WHAT THE TASK ASKS: Lay out the records below as a Markdown table with the columns "Row" and "Text," skipping blank lines and leaving out the pictures. Begin at the line that has "Can you find the straw" and stop after the line that has "point(119, 122)".

Dataset rows on where objects appear:
--- start ---
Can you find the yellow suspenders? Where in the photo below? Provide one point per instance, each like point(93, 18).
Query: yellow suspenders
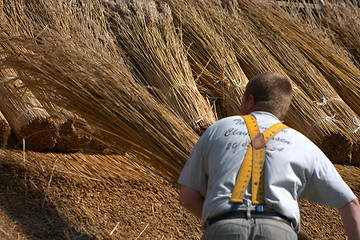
point(253, 164)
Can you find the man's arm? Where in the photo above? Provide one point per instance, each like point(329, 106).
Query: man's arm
point(350, 215)
point(192, 200)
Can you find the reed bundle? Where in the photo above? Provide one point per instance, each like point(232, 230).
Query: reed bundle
point(255, 58)
point(342, 18)
point(4, 130)
point(150, 40)
point(83, 75)
point(26, 116)
point(74, 133)
point(337, 68)
point(211, 56)
point(310, 80)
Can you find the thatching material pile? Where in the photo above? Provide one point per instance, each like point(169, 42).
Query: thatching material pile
point(255, 58)
point(4, 130)
point(26, 116)
point(85, 73)
point(74, 132)
point(216, 69)
point(148, 37)
point(303, 72)
point(338, 70)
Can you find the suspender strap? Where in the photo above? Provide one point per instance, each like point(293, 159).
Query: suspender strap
point(253, 163)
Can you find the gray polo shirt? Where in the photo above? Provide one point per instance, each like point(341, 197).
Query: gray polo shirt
point(295, 168)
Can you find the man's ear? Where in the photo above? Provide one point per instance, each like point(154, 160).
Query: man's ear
point(251, 101)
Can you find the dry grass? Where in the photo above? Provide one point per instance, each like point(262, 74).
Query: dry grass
point(213, 61)
point(149, 38)
point(26, 116)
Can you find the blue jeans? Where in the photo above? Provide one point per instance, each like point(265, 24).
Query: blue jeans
point(249, 229)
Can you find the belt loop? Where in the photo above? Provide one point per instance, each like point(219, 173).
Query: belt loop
point(248, 213)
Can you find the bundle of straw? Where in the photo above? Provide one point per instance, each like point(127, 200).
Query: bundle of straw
point(82, 74)
point(309, 79)
point(26, 116)
point(255, 58)
point(74, 132)
point(342, 18)
point(211, 56)
point(4, 130)
point(335, 66)
point(150, 40)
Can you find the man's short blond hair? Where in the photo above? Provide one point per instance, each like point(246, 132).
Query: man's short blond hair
point(272, 93)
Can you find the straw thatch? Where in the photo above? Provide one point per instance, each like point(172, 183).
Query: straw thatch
point(338, 70)
point(87, 73)
point(26, 116)
point(149, 38)
point(212, 58)
point(255, 58)
point(74, 132)
point(4, 130)
point(307, 76)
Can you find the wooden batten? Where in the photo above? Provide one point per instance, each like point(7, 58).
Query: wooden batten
point(4, 130)
point(27, 118)
point(74, 132)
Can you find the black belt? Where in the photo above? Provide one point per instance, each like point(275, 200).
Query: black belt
point(244, 214)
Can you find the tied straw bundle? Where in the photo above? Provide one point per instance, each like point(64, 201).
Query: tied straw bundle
point(149, 38)
point(26, 116)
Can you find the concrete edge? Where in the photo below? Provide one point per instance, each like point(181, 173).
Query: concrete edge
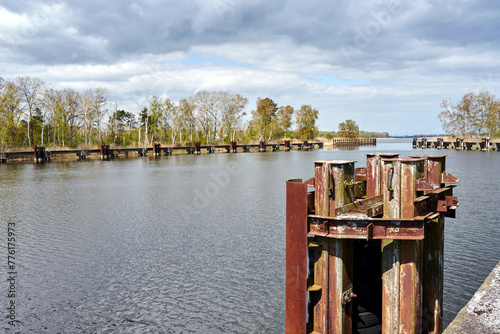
point(466, 321)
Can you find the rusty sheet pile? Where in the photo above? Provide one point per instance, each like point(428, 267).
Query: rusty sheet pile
point(364, 250)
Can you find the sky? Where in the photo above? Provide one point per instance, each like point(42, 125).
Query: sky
point(386, 64)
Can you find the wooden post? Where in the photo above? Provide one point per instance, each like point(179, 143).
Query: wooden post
point(401, 259)
point(296, 257)
point(333, 263)
point(373, 171)
point(433, 255)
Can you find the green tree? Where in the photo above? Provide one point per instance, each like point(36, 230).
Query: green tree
point(475, 114)
point(284, 119)
point(10, 113)
point(348, 129)
point(263, 117)
point(232, 106)
point(306, 122)
point(119, 122)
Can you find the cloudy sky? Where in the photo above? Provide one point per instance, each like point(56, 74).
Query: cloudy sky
point(387, 64)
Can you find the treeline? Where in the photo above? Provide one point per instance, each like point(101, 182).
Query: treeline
point(350, 129)
point(476, 114)
point(34, 113)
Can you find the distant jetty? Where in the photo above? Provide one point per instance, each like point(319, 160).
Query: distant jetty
point(105, 152)
point(354, 141)
point(469, 144)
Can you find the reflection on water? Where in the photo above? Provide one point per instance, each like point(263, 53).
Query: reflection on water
point(194, 244)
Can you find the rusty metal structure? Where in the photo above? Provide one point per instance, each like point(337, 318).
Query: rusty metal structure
point(40, 155)
point(354, 141)
point(364, 246)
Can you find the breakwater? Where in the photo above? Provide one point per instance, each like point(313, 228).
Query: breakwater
point(468, 144)
point(354, 141)
point(105, 152)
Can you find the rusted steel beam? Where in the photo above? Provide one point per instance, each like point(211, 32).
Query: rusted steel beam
point(360, 174)
point(359, 206)
point(296, 257)
point(373, 171)
point(345, 228)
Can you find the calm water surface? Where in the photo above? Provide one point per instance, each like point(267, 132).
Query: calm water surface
point(193, 244)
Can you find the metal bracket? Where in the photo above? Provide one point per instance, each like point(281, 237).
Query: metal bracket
point(347, 296)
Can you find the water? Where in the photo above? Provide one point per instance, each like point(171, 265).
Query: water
point(193, 244)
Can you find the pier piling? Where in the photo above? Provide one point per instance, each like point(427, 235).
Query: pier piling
point(394, 207)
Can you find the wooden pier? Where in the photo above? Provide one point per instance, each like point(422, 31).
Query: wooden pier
point(354, 141)
point(468, 144)
point(105, 152)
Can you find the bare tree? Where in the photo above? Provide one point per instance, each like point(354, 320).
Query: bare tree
point(31, 90)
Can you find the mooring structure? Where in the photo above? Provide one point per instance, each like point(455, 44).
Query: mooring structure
point(364, 246)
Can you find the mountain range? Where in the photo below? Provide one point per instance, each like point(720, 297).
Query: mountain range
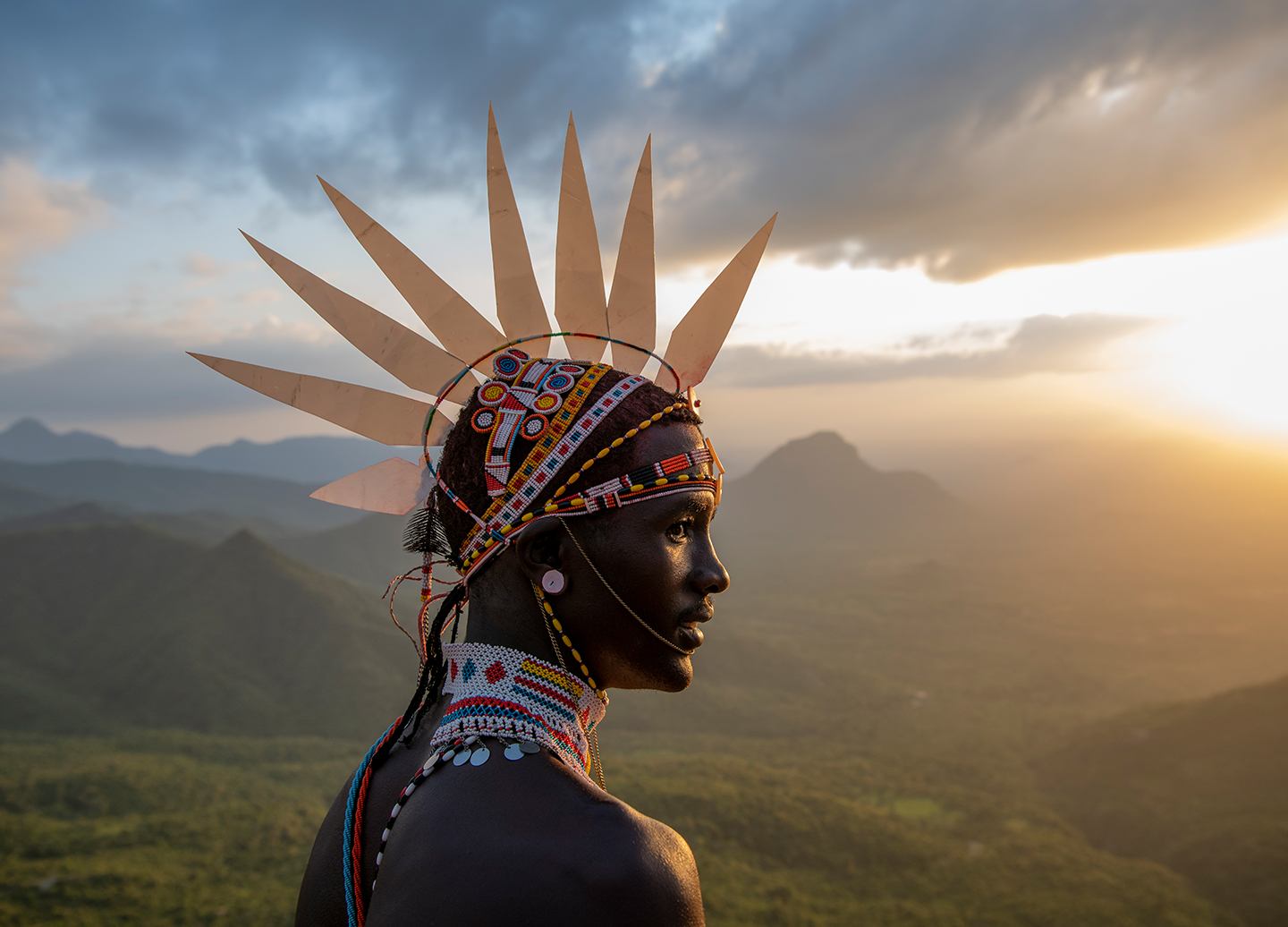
point(306, 459)
point(117, 625)
point(874, 685)
point(1197, 786)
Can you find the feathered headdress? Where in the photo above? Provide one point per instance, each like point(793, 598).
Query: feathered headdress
point(626, 320)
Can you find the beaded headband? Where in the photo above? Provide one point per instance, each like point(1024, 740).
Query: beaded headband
point(626, 320)
point(544, 401)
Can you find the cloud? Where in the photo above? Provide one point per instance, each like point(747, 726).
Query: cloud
point(138, 370)
point(37, 214)
point(1038, 344)
point(961, 138)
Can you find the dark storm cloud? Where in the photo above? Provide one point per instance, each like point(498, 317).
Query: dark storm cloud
point(1038, 344)
point(961, 137)
point(119, 373)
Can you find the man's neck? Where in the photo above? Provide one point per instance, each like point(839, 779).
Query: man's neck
point(505, 613)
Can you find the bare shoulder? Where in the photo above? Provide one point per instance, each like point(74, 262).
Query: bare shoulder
point(653, 880)
point(538, 844)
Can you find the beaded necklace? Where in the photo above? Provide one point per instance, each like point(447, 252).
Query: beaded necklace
point(514, 698)
point(505, 693)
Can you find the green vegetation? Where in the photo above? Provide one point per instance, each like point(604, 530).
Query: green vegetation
point(167, 828)
point(1198, 786)
point(889, 727)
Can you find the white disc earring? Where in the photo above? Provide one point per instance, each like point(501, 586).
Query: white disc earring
point(553, 582)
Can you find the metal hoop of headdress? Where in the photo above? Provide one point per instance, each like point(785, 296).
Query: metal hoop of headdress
point(626, 319)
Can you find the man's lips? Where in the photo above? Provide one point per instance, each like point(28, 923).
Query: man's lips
point(691, 634)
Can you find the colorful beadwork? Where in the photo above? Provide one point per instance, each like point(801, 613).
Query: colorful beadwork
point(501, 692)
point(517, 403)
point(564, 436)
point(664, 477)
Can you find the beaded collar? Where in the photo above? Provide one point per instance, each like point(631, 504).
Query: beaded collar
point(509, 693)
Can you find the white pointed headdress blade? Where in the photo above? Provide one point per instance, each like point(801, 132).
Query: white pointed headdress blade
point(374, 414)
point(518, 301)
point(632, 302)
point(445, 312)
point(413, 360)
point(579, 269)
point(393, 486)
point(699, 336)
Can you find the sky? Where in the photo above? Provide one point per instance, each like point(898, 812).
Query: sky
point(995, 219)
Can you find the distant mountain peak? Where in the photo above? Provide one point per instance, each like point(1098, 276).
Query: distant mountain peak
point(27, 429)
point(823, 452)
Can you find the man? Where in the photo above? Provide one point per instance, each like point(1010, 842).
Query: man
point(574, 499)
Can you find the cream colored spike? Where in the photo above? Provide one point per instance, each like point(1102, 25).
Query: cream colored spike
point(697, 339)
point(393, 486)
point(374, 414)
point(579, 268)
point(632, 302)
point(447, 313)
point(416, 361)
point(518, 301)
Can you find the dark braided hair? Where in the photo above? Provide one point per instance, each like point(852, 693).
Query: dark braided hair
point(439, 528)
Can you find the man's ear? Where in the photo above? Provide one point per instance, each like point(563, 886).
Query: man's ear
point(540, 549)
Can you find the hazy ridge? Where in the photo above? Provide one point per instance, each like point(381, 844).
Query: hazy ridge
point(906, 712)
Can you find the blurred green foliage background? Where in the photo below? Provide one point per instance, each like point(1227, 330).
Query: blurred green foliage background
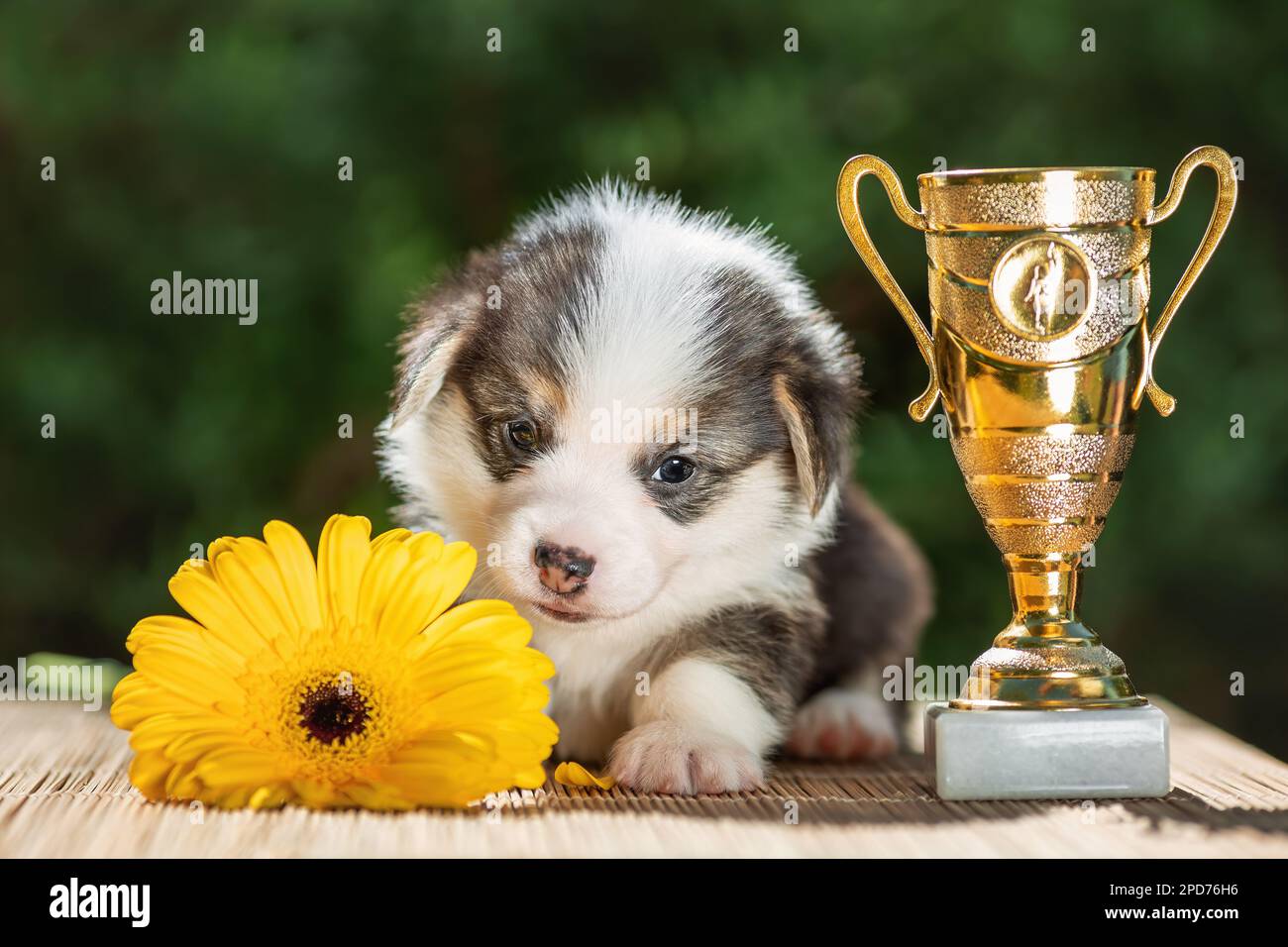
--- end ---
REPLY TO THE TASK:
| Row | Text |
|---|---|
| 1 | Can you find the straw thatch? Where in the photo above? Provide one point per instance, each like point(172, 183). |
| 2 | Query: straw thatch |
| 3 | point(338, 70) |
| 4 | point(87, 73) |
| 5 | point(26, 116) |
| 6 | point(149, 38) |
| 7 | point(212, 58) |
| 8 | point(255, 58) |
| 9 | point(74, 132) |
| 10 | point(4, 130) |
| 11 | point(307, 76) |
| 12 | Can you find the wooden batten? Where in the photo above? Provide one point per instance, each like point(7, 58). |
| 13 | Query: wooden batten |
| 14 | point(4, 130) |
| 15 | point(27, 118) |
| 16 | point(74, 132) |
| 17 | Can you find the black belt? Where in the photo above? Provide one point per instance, each like point(275, 200). |
| 18 | Query: black belt |
| 19 | point(244, 214) |
| 20 | Can you find the tied straw bundle? Where in the photo above? Provide one point per instance, each like point(64, 201). |
| 21 | Query: tied straw bundle |
| 22 | point(149, 38) |
| 23 | point(26, 116) |
| 24 | Can you find the concrete edge? Where in the photo below? Provide one point per instance, each like point(181, 173). |
| 25 | Query: concrete edge |
| 26 | point(466, 321) |
| 27 | Can you find the rusty sheet pile? Where in the photo above? Provide one point per instance, each like point(428, 267). |
| 28 | Query: rusty sheet pile |
| 29 | point(364, 250) |
| 30 | Can you find the sky? Where in the photo above? Provide one point per instance, each like point(42, 125). |
| 31 | Query: sky |
| 32 | point(386, 64) |
| 33 | Can you find the wooden post? Where in the photo above? Provide one point per instance, each like point(179, 143). |
| 34 | Query: wooden post |
| 35 | point(401, 259) |
| 36 | point(296, 257) |
| 37 | point(333, 263) |
| 38 | point(373, 171) |
| 39 | point(433, 255) |
| 40 | Can you find the green tree? Where in the photo above? Provide one point per instance, each like point(36, 230). |
| 41 | Query: green tree |
| 42 | point(475, 114) |
| 43 | point(284, 119) |
| 44 | point(10, 113) |
| 45 | point(348, 129) |
| 46 | point(263, 117) |
| 47 | point(232, 106) |
| 48 | point(306, 122) |
| 49 | point(119, 122) |